GIVEN RECORDS:
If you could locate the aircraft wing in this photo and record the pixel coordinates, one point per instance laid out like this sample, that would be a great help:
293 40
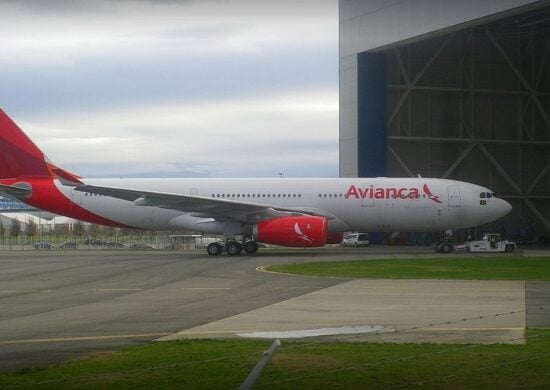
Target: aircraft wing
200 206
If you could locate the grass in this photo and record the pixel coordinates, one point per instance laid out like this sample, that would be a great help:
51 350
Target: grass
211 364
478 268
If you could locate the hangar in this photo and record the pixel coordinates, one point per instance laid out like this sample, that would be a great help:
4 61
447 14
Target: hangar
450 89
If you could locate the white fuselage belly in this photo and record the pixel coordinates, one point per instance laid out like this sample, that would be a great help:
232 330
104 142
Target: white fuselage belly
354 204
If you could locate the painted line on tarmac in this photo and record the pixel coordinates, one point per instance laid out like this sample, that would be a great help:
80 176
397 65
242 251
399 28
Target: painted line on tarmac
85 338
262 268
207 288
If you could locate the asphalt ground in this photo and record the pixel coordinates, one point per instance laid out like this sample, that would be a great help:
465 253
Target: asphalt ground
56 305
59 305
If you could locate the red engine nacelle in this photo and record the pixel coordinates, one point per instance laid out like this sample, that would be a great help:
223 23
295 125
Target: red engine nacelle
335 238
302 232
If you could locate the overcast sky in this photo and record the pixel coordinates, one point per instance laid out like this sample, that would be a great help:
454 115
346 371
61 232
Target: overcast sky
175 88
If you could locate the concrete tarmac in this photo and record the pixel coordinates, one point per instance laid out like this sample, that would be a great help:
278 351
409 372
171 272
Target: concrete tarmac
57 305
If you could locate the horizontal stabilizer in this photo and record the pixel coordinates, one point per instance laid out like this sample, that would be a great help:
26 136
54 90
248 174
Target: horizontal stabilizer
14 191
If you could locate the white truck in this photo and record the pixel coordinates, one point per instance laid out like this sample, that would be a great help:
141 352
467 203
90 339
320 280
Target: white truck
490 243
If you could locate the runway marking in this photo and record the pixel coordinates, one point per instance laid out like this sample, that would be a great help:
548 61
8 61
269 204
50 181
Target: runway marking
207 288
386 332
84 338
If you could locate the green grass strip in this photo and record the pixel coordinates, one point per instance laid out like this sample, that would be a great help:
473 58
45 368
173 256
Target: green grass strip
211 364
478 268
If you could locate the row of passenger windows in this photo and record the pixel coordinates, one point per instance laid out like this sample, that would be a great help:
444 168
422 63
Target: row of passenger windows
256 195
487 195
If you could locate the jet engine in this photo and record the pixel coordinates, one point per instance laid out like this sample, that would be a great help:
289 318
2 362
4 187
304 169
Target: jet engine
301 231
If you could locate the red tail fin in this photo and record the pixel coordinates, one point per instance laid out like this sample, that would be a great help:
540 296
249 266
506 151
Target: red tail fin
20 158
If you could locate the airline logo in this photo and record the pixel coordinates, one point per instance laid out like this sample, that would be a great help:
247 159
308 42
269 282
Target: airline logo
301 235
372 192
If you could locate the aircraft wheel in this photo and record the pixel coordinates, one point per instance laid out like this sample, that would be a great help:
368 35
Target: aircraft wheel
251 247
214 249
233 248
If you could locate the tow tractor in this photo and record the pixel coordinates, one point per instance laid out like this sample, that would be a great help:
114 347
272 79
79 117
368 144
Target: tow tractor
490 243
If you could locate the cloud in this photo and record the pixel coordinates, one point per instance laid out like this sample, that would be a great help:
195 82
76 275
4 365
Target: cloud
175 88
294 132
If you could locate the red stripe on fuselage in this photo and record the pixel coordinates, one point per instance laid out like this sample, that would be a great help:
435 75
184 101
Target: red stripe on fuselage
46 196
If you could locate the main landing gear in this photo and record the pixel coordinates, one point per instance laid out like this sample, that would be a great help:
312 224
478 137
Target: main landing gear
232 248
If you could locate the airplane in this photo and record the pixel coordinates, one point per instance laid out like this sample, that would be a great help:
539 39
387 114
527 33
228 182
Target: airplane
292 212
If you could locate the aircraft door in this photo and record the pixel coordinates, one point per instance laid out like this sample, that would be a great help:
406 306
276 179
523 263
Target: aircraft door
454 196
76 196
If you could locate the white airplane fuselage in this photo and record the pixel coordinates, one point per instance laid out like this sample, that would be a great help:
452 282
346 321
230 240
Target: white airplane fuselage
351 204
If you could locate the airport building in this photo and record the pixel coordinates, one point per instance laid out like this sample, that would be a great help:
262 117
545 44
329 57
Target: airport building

PROBLEM TO SOLVE:
Write each entry again exactly, minus any images.

RESULT:
If you could locate the aircraft wing in this photo and record the pixel coordinates, one point per instance laid out like this sample, that would be a great help:
293 40
Target: aircraft wing
200 206
If you could locate the grass in this photo and record the pixel coordinates, one point per instance laid out like this sample, that would be a great help:
51 350
Target: grass
211 364
478 268
If you could locate the hangar in this photo and record the pixel coordinates, one point per instance laid out like this sample, that would be a great help:
4 61
447 14
Target: hangar
450 89
If you could locate the white fuselage belly in this photo and record the pixel coordinates, one point per instance laid out like this sample, that would be a great help:
232 330
104 142
Target: white fuselage belly
354 204
If you could locate the painted line on tarmac in this photo and record the pixel coordinates, one point per instance laid out like this sample, that would be a great help:
80 176
397 65
242 251
399 28
Target: painted line on tarmac
85 338
262 268
207 288
If you could locate the asphalt ground in this photo and record the pixel coordinates, one point per instance laid out like this sample, that would be a great help:
465 253
Target: asphalt ground
56 305
59 305
If you could locate the red engine nacelle in this photo and record the pixel coordinates, one point per instance laid out like this sample, that would be a great help:
223 23
295 125
Target: red engine nacelle
335 238
302 232
If you could locate the overcast sky in this photo and record the pixel coordinates, one point per instance laid out like this sample, that would be a great help:
454 115
346 371
61 232
Target: overcast sky
175 88
If you could locate the concrete tarmac in this photo and record the pixel coordinates, one point per instance laid out like this sample, that would be a great help:
278 351
409 372
171 272
Target: concrete tarmac
57 305
If you could locate the horizontal stabilizer in this photo and record the pixel coordinates, one point per instance laid out like this sample, that would be a great help:
26 136
54 90
248 174
Target: horizontal stabilizer
14 191
If you could locate the white truck in this photo and record the pixel coordinates, one point per instance laid out like this sample, that would be a great help:
141 352
467 203
90 339
320 280
Target: white truck
490 243
If you could locate the runway marking in this photo and record the pixel coordinates, one point per instance laid out like this sample, that would be a great help:
548 61
8 61
269 204
50 181
Target: runway marking
207 288
386 332
84 338
If you could locate the green grass strip in this photo and record the pixel coordinates, one point per instance laid out like this sample, that would be a great help:
473 58
45 368
173 256
Target: green grass strip
211 364
478 268
If you could locate the row of passenger windows in this photo and record the pixel coordinates, one point per instance laid out like this sample, that would be a great help:
444 168
422 63
Target: row of passenger windows
256 195
487 195
If you could locate the jet engine in this photo and record the pixel coordinates, one point per instance laid out like this sample, that would be a great help:
289 318
2 362
4 187
304 169
Target: jet engine
301 231
If you could locate the red tail fin in this photo and record the pixel coordinates, one point per instance laid out like this sample, that would be a great help:
540 296
249 266
506 151
Target: red tail fin
20 158
If you could locate the airline logo in this photo and record the pixel coordinates, one point per instance laid out like this sample, that would be a great help:
247 159
308 42
269 282
Target: airline logo
301 235
372 192
If you could locate the aircraft wheel in this photo and record the pixel coordinates, one point per instance laid out like this sample, that would be a great help:
368 35
Target: aircraft wheel
251 247
214 249
233 248
If you could locate the tow tractor in this photo and record the pixel coordinates, one point per instance laid out like this sample, that would be a great help:
114 347
272 79
79 117
368 144
Target: tow tractor
490 243
If you could locate the cloud in this photo and record the pixel coordinates, one point per instance laid out like this sample, that would be a great help:
195 82
76 275
4 365
Target: cloud
175 88
294 132
If you could locate the red stripe on fuselage in this photo and record the pixel coordinates, one point per instance laid out like this sample, that would be a great help:
435 75
184 101
Target: red stripe on fuselage
46 196
If you could locate the main landing gear in this photo and record the pixel coordinates, one point per instance laid out like this sample, that would be a great help:
312 224
478 137
Target: main landing gear
232 248
If you could locate the airplane in this photo and record the pixel coordinates, one point per instance laid out like this sample, that would be a great help:
539 39
387 114
527 33
228 182
Target: airplane
292 212
If you could locate the aircraft door in this photo and record the pixel coordinates, one point per instance laid out like this sample, that would be a great help:
406 306
276 179
523 263
Target: aircraft door
454 196
76 196
If you could locate the white airplane fuselage in this photo and record the pixel coordinates, one point per instance laid out like this sample, that would be a great help:
452 282
346 321
230 240
Target: white airplane fuselage
351 204
If you could locate the airport building in this photo and record the pixel coordinates, one point per instance laid out like this sample, that would be a great help:
262 117
545 44
329 57
Target: airport building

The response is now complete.